:: DATA FOR PROCESSING ::

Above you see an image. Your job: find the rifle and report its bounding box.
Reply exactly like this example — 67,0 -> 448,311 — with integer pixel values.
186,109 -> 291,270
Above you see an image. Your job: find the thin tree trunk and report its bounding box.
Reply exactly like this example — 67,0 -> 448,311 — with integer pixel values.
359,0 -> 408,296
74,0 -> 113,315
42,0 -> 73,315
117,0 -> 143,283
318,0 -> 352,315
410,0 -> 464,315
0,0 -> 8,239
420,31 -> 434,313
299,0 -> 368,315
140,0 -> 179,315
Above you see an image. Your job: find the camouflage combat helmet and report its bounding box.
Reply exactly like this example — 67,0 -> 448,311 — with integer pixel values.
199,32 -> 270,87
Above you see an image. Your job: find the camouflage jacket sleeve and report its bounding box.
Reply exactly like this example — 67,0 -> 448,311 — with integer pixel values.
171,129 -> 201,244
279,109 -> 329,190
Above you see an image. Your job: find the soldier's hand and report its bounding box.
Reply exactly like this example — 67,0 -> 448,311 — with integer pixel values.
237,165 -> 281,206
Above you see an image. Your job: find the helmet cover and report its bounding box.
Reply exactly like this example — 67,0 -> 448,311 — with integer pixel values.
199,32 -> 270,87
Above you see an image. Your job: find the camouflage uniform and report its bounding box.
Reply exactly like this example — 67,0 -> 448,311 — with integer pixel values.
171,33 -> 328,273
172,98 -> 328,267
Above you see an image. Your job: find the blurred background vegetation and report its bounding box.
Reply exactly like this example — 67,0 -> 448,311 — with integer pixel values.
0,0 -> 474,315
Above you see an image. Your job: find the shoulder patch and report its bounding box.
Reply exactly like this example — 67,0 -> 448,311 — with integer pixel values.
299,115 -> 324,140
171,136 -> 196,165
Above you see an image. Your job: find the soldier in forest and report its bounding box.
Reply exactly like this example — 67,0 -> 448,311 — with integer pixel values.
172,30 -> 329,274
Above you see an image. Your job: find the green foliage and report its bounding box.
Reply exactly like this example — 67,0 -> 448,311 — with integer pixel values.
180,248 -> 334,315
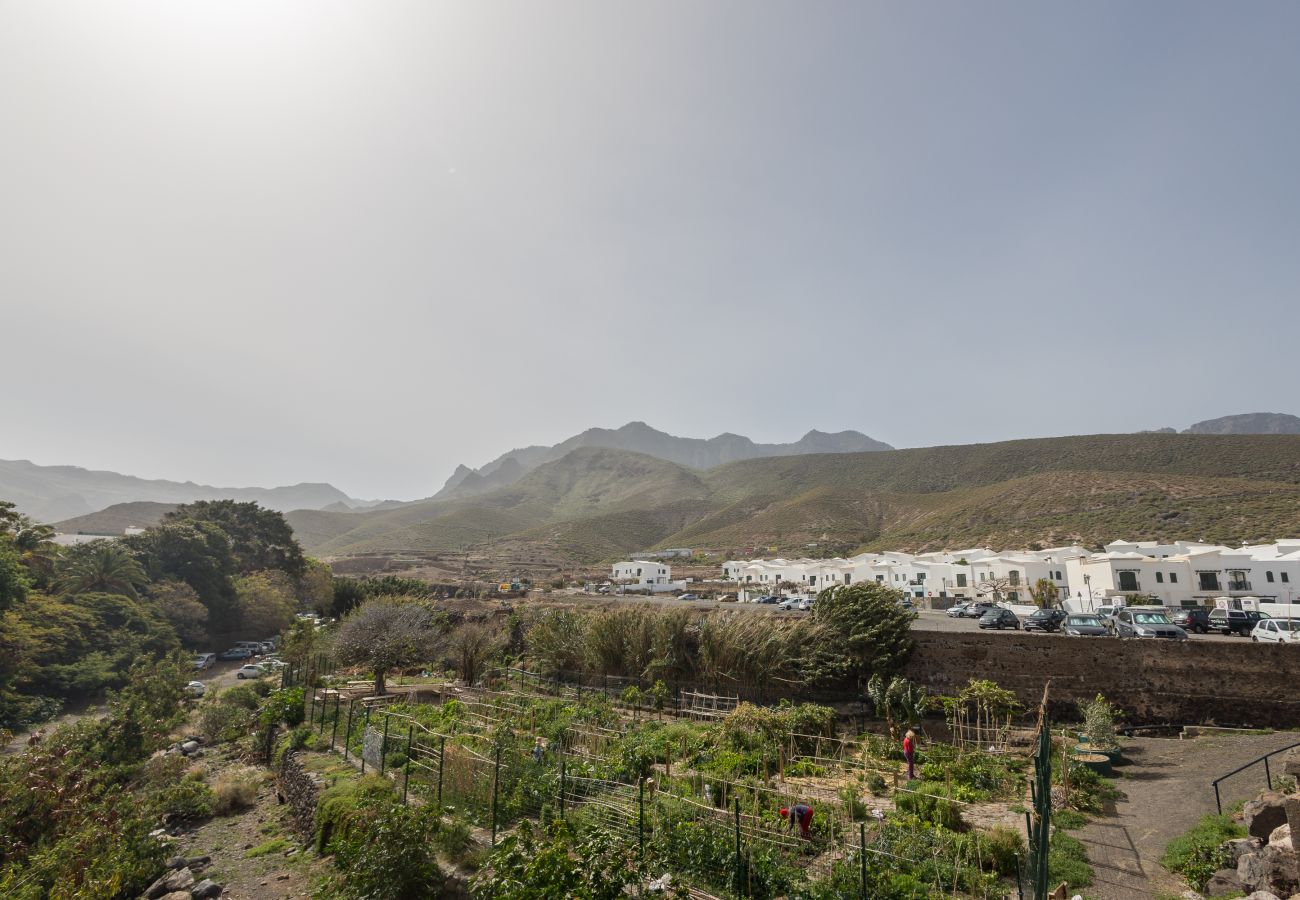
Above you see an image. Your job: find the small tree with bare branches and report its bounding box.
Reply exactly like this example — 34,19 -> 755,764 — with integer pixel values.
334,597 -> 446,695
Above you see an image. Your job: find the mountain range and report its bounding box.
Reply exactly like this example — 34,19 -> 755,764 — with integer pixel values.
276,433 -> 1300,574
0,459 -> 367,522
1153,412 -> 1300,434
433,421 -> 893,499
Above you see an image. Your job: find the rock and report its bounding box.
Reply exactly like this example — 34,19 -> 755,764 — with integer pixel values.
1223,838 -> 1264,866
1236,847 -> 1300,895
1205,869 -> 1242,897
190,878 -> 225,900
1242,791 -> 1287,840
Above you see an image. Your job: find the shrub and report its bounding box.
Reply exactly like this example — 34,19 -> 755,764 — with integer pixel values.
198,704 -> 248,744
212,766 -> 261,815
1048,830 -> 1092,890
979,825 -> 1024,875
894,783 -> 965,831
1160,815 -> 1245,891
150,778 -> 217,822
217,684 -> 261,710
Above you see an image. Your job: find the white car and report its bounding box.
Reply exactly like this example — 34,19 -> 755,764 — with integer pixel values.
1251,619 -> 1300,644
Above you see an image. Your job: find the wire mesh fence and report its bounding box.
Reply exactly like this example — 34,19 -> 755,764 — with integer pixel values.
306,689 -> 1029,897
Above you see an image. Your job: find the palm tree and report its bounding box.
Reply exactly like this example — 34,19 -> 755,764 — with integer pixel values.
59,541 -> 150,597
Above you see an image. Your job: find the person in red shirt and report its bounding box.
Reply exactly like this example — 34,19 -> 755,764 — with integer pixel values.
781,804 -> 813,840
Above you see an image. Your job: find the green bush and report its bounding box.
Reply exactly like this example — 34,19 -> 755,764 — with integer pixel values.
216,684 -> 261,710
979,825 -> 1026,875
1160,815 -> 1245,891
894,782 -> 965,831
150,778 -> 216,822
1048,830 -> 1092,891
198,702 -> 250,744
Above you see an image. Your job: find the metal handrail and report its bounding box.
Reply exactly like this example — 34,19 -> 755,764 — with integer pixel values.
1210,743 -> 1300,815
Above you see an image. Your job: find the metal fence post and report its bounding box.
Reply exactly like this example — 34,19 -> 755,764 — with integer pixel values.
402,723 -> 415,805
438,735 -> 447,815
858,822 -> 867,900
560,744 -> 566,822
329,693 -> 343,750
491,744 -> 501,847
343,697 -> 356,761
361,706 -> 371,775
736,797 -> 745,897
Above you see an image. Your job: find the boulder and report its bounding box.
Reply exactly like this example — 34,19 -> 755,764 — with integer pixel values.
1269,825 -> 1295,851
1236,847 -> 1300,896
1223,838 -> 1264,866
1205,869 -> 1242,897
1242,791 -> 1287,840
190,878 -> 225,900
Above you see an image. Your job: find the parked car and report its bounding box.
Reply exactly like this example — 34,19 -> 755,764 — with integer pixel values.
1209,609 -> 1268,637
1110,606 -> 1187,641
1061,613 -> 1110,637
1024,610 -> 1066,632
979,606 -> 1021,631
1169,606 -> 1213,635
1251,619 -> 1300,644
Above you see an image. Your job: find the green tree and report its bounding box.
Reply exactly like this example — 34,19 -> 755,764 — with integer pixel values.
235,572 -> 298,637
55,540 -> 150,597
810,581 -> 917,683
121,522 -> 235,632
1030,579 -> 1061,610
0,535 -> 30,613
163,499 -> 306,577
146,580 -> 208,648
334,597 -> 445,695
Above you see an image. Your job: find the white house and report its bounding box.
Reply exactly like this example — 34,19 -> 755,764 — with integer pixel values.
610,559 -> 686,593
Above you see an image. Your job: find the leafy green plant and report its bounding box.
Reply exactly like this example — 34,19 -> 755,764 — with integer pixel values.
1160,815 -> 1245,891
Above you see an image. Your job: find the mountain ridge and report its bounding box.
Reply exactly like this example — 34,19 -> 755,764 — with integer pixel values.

:::

» WHAT IS BEING ASKED
Rewrite every line of the records above as a numbered list that covers all the records and skips blank lines. Leave the pictures out of your answer.

» SOLVED EXERCISE
1. Above you see an image. Your job: find the rifle and report its bounding box.
2. Reply exactly like this example — 67,0 -> 448,311 — with integer pixel values.
3. 186,109 -> 291,270
4. Above you see an image. Your job: find the thin tree trunk and report its bounding box.
5. Reply exactly like this example — 67,0 -> 448,311 — with integer pixel values.
6. 359,0 -> 408,296
7. 74,0 -> 113,315
8. 42,0 -> 73,315
9. 117,0 -> 143,283
10. 318,0 -> 352,315
11. 410,0 -> 464,315
12. 0,0 -> 8,239
13. 420,31 -> 434,313
14. 299,0 -> 368,315
15. 140,0 -> 179,315
16. Above you see an image. Your job: find the camouflage combat helmet and report its bounding box.
17. Reply exactly like this example — 67,0 -> 448,311 — with integer pixel values.
18. 199,32 -> 270,87
19. Above you see an image. Your job: find the camouflage jacket sleeve and report its bounding box.
20. Reply exactly like this example — 67,0 -> 448,311 — with integer pixel values.
21. 171,129 -> 201,244
22. 279,109 -> 329,190
23. Above you see an image. Your job: find the soldier's hand and report its bounding box.
24. Reply exactly like this example — 67,0 -> 448,311 — with integer pixel values.
25. 237,165 -> 281,206
26. Above you see an image. Your job: find the helmet cover and report its bounding box.
27. Reply exactly like this example — 67,0 -> 448,311 — with integer pixel values.
28. 199,32 -> 270,87
29. Above you see an image. Your job: find the camouflage uniform and report its bounding box.
30. Reply exactly like this example — 67,0 -> 448,311 — with integer pixel values.
31. 171,33 -> 328,273
32. 172,98 -> 328,267
33. Above you see an image. Your job: find the blurred background vegetation and report its bounding box.
34. Reply exactly like this example — 67,0 -> 448,311 — with integer pixel values.
35. 0,0 -> 474,315
36. Above you see an image. Your job: find the shoulder patch and report its bounding box.
37. Reply exactly like this example — 67,0 -> 448,311 — with integer pixel values.
38. 299,115 -> 324,140
39. 171,136 -> 196,165
40. Above you see an image. Your job: find the soldier in forest and report its bounding box.
41. Reply exactly like this example — 67,0 -> 448,311 — with integer pixel values.
42. 172,30 -> 329,274
43. Above you see an image. Your job: find the green foliage and report its bounding box.
44. Reply exactly like this example — 67,0 -> 448,311 — with integer pixel values.
45. 180,248 -> 334,315
46. Above you see an image. Your job: find the small tree with bare branches and report its bounding box.
47. Reply exactly like this example — 34,19 -> 755,764 — with integer pixel values.
48. 334,597 -> 446,695
49. Above you see an image. Your job: find the mountain range and report its bounding box.
50. Reply exactly like this example — 34,19 -> 755,764 — with integer pixel values.
51. 276,433 -> 1300,574
52. 0,459 -> 367,522
53. 1153,412 -> 1300,434
54. 433,421 -> 893,499
55. Above you see an image. Your job: find the rock and report its bounding box.
56. Reply exactly like this example — 34,19 -> 755,764 — with integer pixel values.
57. 1223,838 -> 1264,866
58. 1236,847 -> 1300,895
59. 1205,869 -> 1242,897
60. 190,878 -> 225,900
61. 1242,791 -> 1287,840
62. Above you see an image. Your job: find the shrub and report its bounding box.
63. Reply exactly like this example — 34,19 -> 755,764 — with integer pixel values.
64. 198,704 -> 248,744
65. 212,766 -> 261,815
66. 1048,830 -> 1092,890
67. 979,825 -> 1024,875
68. 894,783 -> 965,831
69. 1160,815 -> 1245,891
70. 150,778 -> 217,822
71. 217,684 -> 261,710
72. Above you see an image. Your job: find the white car and report its bounding box.
73. Reply exactly like this example — 34,19 -> 755,764 — with integer pixel values.
74. 1251,619 -> 1300,644
75. Above you see an image. Your job: find the wire mesh fence and report its bounding box.
76. Reply exactly like this example — 34,19 -> 755,764 — with integer pixel values.
77. 306,689 -> 1029,897
78. Above you see an image. Your job: find the palm tree and report its bounding box.
79. Reply exactly like this example — 34,19 -> 755,764 — with integer pixel values.
80. 59,541 -> 150,597
81. Above you see an image. Your job: find the person in red shirt and report its bounding box.
82. Reply exactly like this example — 34,19 -> 755,764 — with integer pixel values.
83. 781,804 -> 813,840
84. Above you see an image. Your job: find the green bush and report its bounding box.
85. Reply exactly like this example — 34,19 -> 755,764 — with integer pixel values.
86. 216,684 -> 261,710
87. 979,825 -> 1026,875
88. 1160,815 -> 1245,891
89. 894,782 -> 965,831
90. 150,778 -> 216,822
91. 1048,830 -> 1092,891
92. 198,702 -> 250,744
93. Above you see an image. Your job: find the metal handrail and report its bounding box.
94. Reply exactly like this example — 34,19 -> 755,764 — with integer pixel values.
95. 1210,743 -> 1300,815
96. Above you see an image. Your job: find the metal fence post and report its bounding box.
97. Reply exactly like this example — 34,19 -> 755,764 — with integer pixel values.
98. 402,723 -> 415,805
99. 438,735 -> 447,815
100. 858,822 -> 867,900
101. 560,744 -> 566,822
102. 329,693 -> 343,750
103. 491,744 -> 501,847
104. 343,697 -> 356,761
105. 361,706 -> 371,775
106. 736,797 -> 745,897
107. Above you see an image. Your job: find the boulder and report its bounding box.
108. Reply exactly like this example — 34,19 -> 755,764 — with integer pixel values.
109. 1269,825 -> 1295,851
110. 1236,847 -> 1300,896
111. 1223,838 -> 1264,866
112. 1205,869 -> 1242,897
113. 1242,791 -> 1287,840
114. 190,878 -> 225,900
115. Above you see an image. Your job: find the parked car and report its bounding box.
116. Reply exactly like this example — 34,19 -> 755,764 — with integer pixel values.
117. 1209,609 -> 1268,637
118. 1110,606 -> 1187,641
119. 1061,613 -> 1110,637
120. 1024,610 -> 1066,632
121. 979,606 -> 1021,631
122. 1169,606 -> 1213,635
123. 1251,619 -> 1300,644
124. Above you see an image. Your job: find the green tree and report its bounding box.
125. Reply exactly like this example — 34,19 -> 755,764 — with integer pixel values.
126. 235,572 -> 298,637
127. 55,540 -> 150,597
128. 810,581 -> 917,683
129. 121,522 -> 235,632
130. 1030,579 -> 1061,610
131. 0,535 -> 30,613
132. 163,499 -> 306,577
133. 146,580 -> 208,648
134. 334,597 -> 445,695
135. Above you see an image. Your job: find the white house and report its bounding box.
136. Reply exactly like this example — 34,19 -> 755,764 — with integer pixel values.
137. 610,559 -> 686,593
138. Above you see an image. Your job: find the leafy green plant and report its bounding box.
139. Reply exactly like this example — 34,19 -> 755,764 — with integer pixel values.
140. 1160,815 -> 1245,891
141. Above you see an image. Your job: find the mountain ridge and report its bounding box.
142. Reply exactly like this example — 34,19 -> 755,764 — with integer pixel values.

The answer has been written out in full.